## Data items

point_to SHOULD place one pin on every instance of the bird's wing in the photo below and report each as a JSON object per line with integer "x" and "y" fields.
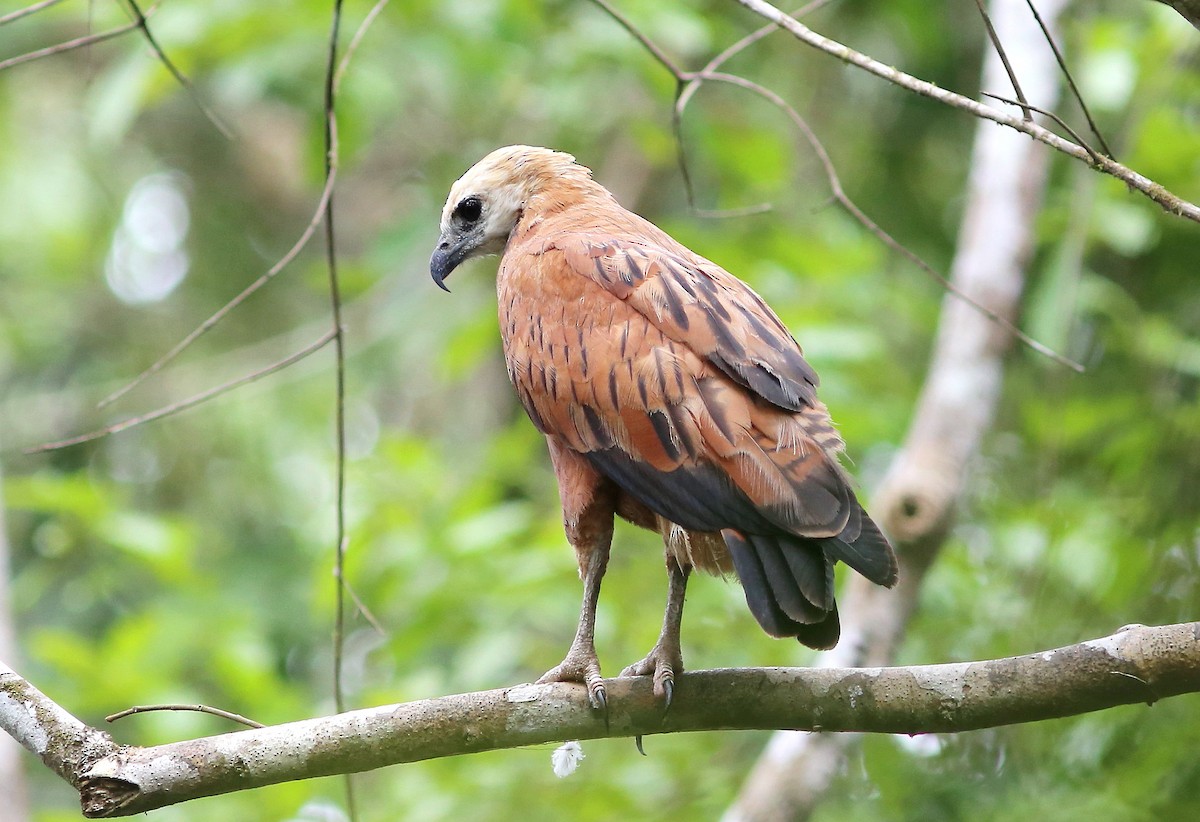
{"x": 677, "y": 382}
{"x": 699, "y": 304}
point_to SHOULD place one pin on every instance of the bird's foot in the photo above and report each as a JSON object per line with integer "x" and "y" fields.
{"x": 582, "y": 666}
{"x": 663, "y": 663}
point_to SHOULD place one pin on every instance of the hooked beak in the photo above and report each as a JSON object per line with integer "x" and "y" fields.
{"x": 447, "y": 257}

--

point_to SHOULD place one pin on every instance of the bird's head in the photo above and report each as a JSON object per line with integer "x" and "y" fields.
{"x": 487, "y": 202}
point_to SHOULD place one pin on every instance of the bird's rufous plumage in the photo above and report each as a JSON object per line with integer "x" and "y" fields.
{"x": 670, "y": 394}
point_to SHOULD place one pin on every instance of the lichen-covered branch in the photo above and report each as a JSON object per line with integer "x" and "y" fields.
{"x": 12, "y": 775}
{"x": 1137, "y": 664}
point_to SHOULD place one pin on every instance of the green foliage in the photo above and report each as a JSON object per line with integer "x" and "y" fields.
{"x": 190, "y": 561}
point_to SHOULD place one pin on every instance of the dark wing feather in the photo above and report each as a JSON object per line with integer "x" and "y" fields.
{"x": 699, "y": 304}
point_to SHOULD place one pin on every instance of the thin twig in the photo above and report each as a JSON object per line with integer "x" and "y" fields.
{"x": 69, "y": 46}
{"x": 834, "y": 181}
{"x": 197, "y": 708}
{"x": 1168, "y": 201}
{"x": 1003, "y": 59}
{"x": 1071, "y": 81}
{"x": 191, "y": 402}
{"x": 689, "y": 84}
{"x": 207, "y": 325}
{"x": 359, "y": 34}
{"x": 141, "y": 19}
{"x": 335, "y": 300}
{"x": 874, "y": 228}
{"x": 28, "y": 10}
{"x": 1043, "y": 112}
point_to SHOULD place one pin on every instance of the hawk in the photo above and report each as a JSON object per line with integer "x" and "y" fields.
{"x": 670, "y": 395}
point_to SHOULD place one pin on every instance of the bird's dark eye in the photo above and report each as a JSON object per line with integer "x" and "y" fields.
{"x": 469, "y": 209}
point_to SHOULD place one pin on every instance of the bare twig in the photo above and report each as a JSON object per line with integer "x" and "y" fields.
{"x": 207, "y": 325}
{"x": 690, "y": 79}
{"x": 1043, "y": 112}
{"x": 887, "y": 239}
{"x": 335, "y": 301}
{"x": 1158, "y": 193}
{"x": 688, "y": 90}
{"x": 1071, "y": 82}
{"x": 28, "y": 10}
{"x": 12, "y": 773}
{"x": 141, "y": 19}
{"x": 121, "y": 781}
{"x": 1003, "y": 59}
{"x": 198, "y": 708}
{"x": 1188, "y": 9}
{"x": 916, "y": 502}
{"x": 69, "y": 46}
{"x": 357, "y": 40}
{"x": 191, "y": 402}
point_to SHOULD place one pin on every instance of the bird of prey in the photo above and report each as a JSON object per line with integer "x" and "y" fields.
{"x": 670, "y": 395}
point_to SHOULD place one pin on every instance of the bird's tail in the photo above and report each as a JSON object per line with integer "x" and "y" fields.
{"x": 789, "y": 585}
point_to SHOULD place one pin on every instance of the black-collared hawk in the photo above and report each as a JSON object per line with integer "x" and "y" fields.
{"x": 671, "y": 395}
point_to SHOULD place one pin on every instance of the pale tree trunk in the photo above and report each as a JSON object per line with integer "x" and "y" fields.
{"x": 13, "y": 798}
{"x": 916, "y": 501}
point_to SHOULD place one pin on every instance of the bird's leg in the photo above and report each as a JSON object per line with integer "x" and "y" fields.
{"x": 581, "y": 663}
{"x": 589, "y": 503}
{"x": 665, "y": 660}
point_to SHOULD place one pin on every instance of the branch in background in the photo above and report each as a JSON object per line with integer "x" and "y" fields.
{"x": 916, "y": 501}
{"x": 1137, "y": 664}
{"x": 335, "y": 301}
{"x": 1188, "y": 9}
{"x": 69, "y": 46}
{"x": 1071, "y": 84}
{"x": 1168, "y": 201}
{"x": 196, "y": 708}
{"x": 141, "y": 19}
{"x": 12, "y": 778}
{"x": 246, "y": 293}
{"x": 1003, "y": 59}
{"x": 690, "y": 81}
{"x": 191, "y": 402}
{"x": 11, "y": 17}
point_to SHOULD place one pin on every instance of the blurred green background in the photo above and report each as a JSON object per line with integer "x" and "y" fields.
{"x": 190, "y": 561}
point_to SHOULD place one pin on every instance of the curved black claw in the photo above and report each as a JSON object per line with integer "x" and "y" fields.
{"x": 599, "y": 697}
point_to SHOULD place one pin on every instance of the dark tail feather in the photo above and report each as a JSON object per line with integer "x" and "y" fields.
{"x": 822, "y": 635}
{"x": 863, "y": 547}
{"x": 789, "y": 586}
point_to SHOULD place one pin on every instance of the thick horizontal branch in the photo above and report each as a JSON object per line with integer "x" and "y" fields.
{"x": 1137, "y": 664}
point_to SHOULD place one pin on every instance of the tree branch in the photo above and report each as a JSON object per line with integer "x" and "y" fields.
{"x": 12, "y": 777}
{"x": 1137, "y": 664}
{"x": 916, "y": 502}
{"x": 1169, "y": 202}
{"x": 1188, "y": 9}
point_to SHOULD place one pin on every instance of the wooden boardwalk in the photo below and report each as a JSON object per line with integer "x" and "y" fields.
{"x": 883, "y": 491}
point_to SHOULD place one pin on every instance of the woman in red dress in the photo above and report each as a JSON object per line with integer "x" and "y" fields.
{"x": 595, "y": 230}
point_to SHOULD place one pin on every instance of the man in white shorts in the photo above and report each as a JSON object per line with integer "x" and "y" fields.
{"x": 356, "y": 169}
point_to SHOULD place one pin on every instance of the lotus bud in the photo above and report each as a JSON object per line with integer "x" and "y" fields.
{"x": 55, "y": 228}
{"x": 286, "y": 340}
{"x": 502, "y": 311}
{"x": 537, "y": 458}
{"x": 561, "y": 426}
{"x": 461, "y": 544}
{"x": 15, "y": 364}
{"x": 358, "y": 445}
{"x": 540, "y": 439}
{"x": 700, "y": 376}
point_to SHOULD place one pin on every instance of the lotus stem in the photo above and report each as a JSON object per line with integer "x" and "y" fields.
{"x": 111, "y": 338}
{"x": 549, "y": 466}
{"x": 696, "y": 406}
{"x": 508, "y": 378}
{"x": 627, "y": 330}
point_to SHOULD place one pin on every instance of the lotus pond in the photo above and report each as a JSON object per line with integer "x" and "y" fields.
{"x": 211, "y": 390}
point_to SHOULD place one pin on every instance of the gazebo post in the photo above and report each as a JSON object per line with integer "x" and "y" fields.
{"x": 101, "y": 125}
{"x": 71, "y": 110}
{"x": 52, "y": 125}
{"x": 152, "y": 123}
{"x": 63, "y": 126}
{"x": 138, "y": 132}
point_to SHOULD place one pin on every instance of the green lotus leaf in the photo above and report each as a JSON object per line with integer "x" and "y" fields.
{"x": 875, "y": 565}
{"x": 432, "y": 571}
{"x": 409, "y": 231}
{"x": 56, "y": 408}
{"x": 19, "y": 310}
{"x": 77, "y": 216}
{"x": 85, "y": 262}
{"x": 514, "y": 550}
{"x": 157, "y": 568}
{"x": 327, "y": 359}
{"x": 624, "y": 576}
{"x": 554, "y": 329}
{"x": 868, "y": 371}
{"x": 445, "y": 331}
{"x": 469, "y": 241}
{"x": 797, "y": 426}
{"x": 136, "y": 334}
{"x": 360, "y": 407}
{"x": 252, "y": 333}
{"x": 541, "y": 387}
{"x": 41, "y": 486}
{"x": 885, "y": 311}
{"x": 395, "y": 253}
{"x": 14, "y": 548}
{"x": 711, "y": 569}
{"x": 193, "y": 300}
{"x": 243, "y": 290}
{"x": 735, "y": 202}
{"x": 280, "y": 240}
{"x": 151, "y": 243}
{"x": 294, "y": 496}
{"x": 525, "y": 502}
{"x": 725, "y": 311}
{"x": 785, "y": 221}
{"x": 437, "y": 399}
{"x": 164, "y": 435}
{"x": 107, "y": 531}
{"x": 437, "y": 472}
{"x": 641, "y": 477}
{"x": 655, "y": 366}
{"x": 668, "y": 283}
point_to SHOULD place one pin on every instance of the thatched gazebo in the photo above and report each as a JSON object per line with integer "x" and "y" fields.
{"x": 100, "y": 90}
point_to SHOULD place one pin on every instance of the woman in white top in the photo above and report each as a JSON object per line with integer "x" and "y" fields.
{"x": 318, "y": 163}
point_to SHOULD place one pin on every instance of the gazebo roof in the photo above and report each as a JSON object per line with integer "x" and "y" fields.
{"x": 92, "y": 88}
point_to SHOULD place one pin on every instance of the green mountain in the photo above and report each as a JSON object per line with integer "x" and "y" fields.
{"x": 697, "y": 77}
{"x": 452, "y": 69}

...

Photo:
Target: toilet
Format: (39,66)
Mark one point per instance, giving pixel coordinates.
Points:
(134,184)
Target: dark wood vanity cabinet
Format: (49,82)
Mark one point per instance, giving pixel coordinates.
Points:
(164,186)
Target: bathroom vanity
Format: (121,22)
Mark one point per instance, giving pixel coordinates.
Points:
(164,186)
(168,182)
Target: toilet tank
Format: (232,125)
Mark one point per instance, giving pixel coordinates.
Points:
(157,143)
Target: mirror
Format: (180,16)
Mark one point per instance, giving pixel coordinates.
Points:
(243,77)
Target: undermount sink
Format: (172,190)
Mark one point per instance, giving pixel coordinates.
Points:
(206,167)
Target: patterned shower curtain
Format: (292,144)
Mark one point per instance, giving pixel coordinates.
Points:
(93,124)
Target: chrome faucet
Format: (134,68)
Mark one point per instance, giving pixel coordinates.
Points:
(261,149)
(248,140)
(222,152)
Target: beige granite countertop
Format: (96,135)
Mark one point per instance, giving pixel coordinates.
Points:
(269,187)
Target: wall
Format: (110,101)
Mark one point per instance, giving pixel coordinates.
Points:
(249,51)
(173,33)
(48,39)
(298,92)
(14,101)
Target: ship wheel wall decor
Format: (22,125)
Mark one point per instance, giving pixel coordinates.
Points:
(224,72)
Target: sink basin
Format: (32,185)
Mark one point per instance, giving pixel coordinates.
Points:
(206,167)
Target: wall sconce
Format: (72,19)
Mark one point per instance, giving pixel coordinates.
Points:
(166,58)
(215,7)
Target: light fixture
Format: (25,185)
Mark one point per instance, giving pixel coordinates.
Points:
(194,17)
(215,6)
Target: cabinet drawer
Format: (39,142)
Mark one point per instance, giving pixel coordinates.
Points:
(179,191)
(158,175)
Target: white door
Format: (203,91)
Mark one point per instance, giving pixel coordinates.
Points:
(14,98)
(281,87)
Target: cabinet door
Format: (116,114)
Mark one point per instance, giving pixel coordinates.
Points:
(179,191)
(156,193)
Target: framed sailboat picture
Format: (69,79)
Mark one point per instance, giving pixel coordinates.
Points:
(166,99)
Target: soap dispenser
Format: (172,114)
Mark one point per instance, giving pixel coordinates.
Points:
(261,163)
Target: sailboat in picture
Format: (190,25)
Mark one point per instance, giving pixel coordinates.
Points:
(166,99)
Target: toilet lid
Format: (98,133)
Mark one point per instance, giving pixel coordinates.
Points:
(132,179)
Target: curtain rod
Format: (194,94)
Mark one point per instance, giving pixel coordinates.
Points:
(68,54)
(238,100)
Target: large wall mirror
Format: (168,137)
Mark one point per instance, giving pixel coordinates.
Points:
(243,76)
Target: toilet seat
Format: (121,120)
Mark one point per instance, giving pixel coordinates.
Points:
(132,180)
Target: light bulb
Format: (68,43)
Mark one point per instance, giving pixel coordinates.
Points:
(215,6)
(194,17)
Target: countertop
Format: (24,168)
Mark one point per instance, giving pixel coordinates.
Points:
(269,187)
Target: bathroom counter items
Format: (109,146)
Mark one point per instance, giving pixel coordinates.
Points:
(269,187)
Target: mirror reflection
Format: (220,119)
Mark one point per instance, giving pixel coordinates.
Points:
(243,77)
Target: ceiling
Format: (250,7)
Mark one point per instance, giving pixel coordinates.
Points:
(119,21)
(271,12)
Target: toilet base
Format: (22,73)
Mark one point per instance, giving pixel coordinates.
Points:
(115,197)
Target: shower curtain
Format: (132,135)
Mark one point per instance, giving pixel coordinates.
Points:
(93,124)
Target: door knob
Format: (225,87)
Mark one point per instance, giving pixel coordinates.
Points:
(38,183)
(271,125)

## What to work on
Copy every line from the records that holds the string "sink".

## Problem solution
Target: undermount sink
Target: sink basin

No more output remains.